## Selection:
##########

At least eight people were killed on Tuesday in clashes outside parliament in the semi-autonomous northern Somali state of Puntland between local security forces and armed militiamen loyal to the opposition, police and witnesses said.

The violent clashes in the state capital, Garowe, occurred during a parliamentary session to debate amendments to the local constitution, which the opposition sees as an attempt by the President of Puntland to extend his term of office.

“Eight people were killed in the clashes and around ten others were injured, including civilians”, said Abdiweli Hassan, a police officer in Garowe.

The clashes broke out when armed men loyal to opposition members clashed with security forces protecting parliament and tried to disrupt the session, he said, assuring that calm had now returned.

Somali Prime Minister Hamza Abdi Barre called on both parties to settle their differences through dialogue “rather than arms”.

One witness, Mohamed Nur Ali, said he had seen six bodies. “The clashes were very intense, and both sides used heavy machine guns,” he added.

Another witness, Nimo Adan, said she was caught in the firefight and saw several people killed.

In May, Puntland held local elections, the first direct elections in Somalia for more than half a century, outside the breakaway region of Somaliland.

The opposition accused the President of Puntland State, Said Abdullahi Deni, of manipulating the electoral process and seeking to amend the Constitution to allow him to extend his term of office, which ends in January 2024.

An arid, oil-rich region in north-east Somalia, Puntland declared its autonomy in 1998 and relations with the central government in Mogadishu have often been strained.

##########

## Information shown:
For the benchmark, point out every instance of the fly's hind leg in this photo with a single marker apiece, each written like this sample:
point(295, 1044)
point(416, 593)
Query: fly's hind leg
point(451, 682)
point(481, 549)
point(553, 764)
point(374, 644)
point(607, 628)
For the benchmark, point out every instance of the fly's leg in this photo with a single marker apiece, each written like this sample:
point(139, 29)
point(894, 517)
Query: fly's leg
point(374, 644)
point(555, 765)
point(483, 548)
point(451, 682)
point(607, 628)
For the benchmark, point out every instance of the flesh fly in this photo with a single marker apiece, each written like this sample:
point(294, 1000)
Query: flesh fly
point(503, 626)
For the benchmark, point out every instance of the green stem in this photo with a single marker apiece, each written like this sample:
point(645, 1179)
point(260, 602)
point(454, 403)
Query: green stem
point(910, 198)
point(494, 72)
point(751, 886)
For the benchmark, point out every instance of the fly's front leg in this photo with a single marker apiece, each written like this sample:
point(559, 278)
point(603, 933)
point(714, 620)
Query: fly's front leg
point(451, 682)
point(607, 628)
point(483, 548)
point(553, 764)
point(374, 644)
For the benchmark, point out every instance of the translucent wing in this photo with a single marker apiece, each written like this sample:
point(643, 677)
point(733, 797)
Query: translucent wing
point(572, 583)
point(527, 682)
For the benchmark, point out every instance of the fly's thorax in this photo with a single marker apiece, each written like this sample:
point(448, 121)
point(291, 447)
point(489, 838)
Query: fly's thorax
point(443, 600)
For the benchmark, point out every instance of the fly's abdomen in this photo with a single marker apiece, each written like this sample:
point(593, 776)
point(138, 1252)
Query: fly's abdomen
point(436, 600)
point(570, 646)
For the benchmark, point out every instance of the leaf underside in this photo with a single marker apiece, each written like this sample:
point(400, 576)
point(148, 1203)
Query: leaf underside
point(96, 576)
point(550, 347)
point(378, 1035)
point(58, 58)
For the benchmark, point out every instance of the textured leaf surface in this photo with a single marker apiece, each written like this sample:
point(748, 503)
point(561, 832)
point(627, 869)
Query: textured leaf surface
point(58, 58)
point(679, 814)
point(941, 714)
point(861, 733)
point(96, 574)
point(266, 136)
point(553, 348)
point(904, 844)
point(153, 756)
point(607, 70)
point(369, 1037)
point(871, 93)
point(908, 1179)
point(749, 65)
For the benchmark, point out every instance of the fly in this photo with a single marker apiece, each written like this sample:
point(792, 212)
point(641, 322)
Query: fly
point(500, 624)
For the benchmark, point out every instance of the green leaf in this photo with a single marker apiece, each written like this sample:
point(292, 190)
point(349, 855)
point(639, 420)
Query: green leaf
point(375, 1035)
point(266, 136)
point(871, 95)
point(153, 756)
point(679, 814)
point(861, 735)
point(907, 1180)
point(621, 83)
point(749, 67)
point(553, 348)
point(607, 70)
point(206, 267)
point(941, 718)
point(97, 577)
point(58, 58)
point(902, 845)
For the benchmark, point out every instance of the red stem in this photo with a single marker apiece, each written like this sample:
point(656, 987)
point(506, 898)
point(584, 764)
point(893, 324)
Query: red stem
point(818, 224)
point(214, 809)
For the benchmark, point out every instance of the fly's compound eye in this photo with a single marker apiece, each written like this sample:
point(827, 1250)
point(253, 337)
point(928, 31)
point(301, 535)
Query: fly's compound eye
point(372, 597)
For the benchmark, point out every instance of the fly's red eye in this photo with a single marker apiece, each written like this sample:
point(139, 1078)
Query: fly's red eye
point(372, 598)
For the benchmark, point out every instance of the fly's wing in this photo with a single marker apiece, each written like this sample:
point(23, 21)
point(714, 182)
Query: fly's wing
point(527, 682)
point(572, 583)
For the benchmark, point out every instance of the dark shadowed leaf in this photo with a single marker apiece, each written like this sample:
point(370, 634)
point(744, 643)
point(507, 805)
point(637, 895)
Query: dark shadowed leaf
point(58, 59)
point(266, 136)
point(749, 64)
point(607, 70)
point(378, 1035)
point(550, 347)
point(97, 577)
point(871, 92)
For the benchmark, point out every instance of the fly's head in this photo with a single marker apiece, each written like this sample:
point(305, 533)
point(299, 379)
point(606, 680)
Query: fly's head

##########

## Set exercise A:
Summarize the article on the Puntland parliament clashes in two sentences.
## Set exercise B:
Pick up the article on the Puntland parliament clashes after its final sentence and carry it further.
The data is not required for anything that comes after it.

## Exercise output A:
At least eight people were killed on Tuesday in Garowe, the capital of Puntland, when armed militiamen loyal to the opposition clashed with security forces outside parliament during a session to debate amendments to the local constitution. The opposition sees those amendments as an attempt by President Said Abdullahi Deni to extend his term of office, which ends in January 2024, and Somali Prime Minister Hamza Abdi Barre called on both sides to settle their differences through dialogue.

## Exercise output B:
Somalia has not held a national election by direct universal suffrage since 1969, when the dictator Siad Barré took power in this country in the Horn of Africa.

At the end of May, Somalia announced the signing of an agreement between the government and the federated states providing for the introduction of direct universal suffrage from 2024 and the transition to a presidential system.

The agreement is intended to put into practice the often repeated but never implemented promise of “one person, one vote” from the local elections scheduled for 30 June 2024.

Up until now, elections have been held according to a complex indirect process based on the clans that structure Somali society.

But opposition figures have denounced the overhaul of the political system, rejecting the new electoral timetable which provides for elections to the parliaments and presidencies of the federated states on 30 November 2024, which would mean a de facto extension of the terms of office of some presidents, including Said Abdullahi Deni, due to expire before that date.